AIM OF THE EXERCISE:
Write out the text on caring for Polish rabbits word for word, everything from "They often have" down to "ones)Ebony (for black ones)".

PASSAGE SHOWN:
Line the box with straw instead of kitty litter, and replace the straw twice a week. Clean the box with water and vinegar every time you throw out old straw.

Climate Control

Polish rabbits suffer during extremes of heat or cold.

They are prone to heat exhaustion at temperatures above 85° F (29° C), and they can suffer from hypothermia when temperatures fall below freezing, especially if they do not have protection from wind and rain.

If you do not have air conditioning, place a bottle of frozen water in the cage with each rabbit to keep them cool


Polish rabbits need companionship for several hours a day.

If you do not provide them with another rabbit, they will bond to the human that feeds them. Remember, reproductively intact male-female pairs can produce up to three litters of bunnies every year.


Polish rabbits need to eat mostly fresh, dry timothy hay.. Never give your rabbit hay that smells moldy or musty.

Your rabbit needs an amount of hay approximately the same size as its body every day.

You can also give your rabbit about half a cup (50 grams) of chopped kale, spinach, or the tops of carrots or radishes, along with an occasional carrot, berry, or piece of pineapple or papaya.

Make sure your Polish rabbit has access to fresh, clean water 24/7.

Never feed your rabbit lawn clippings, since they can contain pesticide residue as well as mites and ticks.


Combing your Polish rabbit’s coat once a week is enough to cut down on shedding most of the year.

For the week in the spring and week in the fall when your Polish rabbit is molting a new coat, you may need to groom it twice a week.

Health Concerns for Polish Rabbits

The most common health issues for Polish rabbits are injuries.

These small pets are easily injured by other animals and by young children who drop them or play rough with them.

If you can protect your Polish rabbit from injury, then the biggest concerns are:

  • Malocclusion, teeth that grow into the upper lip and face. Rabbit teeth grow throughout their lives. When rabbits do not get enough chewing from fiber in their diets, their teeth can grow too long. Veterinary treatment will be necessary to save the life of the rabbit.
  • Gastric stasis, the accumulation of hair and undigested food at the base of the stomach. This condition causes potentially fatal constipation. Giving your rabbit hay on demand prevents the problem.
  • Warbles, tissue damage from bot fly larvae eating the flesh of the rabbit. Making sure your rabbit does not go outside when bot flies are in the area prevents the infection.

You can get pet health insurance for your rabbit through Nationwide in the USA.

Popular Bunny Names for Polish Rabbit

Here’s a table with popular Polish Rabbit names, reflecting their breed characteristics.

The Polish Rabbit is known for its small size, short ears, and friendly temperament.

They often have sleek and shiny fur that can be in various colors, including black, blue, chocolate, and white. Many of these names are inspired by their unique appearance and sociable nature.

Boy Bunny Names for Polish RabbitGirl Bunny Names for Polish Rabbit
Jett (for black ones)Ebony (for black ones)

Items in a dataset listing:
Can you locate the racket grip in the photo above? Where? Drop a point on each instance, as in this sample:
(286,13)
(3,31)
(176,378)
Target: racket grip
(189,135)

RESPONSE BOX:
They often have sleek and shiny fur that can be in various colors, including black, blue, chocolate, and white. Many of these names are inspired by their unique appearance and sociable nature.

Boy Bunny Names for Polish RabbitGirl Bunny Names for Polish Rabbit
Jett (for black ones)Ebony (for black ones)